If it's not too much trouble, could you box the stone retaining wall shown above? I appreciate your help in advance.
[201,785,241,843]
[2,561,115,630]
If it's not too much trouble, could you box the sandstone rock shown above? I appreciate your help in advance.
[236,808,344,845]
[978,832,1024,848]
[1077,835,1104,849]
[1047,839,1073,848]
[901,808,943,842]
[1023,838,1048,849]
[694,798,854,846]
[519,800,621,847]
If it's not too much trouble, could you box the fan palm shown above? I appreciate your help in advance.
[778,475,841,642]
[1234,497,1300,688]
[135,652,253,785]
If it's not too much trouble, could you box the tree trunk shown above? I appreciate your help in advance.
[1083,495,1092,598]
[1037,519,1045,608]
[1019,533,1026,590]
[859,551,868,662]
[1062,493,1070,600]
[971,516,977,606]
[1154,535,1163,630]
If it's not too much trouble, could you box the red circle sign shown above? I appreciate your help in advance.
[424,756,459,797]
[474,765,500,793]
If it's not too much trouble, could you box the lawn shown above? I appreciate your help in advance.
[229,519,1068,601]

**YOUR ASSIGNMENT**
Take the listing above and set it down exactly.

**WRITTEN RESPONSE**
If it's not too much trouble, could you box the stone retaining wall shown above? I appreciate your help in advance.
[201,785,241,843]
[2,561,115,630]
If it's not too much trouble, could you box the sandstone rock shown above? I appreciate your help in advance.
[236,808,344,845]
[978,832,1024,848]
[1077,835,1104,849]
[1047,839,1073,848]
[901,808,943,842]
[1023,838,1048,849]
[694,798,854,846]
[519,800,621,847]
If it's not too much trouble, could you box the fan palm shown above? I appreciate your help in advance.
[778,475,841,642]
[1234,497,1300,688]
[135,652,253,785]
If it's not too much trouble, could you box the tree trunk shown above? I appreciate your help in advance.
[1083,495,1092,598]
[1037,519,1045,608]
[1019,533,1026,590]
[859,551,868,662]
[1062,493,1070,600]
[971,516,977,606]
[1154,535,1163,630]
If it's not too much trouble, could you box the red circle sign shown above? I appreciate your help in advance.
[424,756,459,797]
[474,765,500,793]
If it's not too much trouble, could you box the lawn shown above? I appreciate your help in advance.
[229,519,1068,601]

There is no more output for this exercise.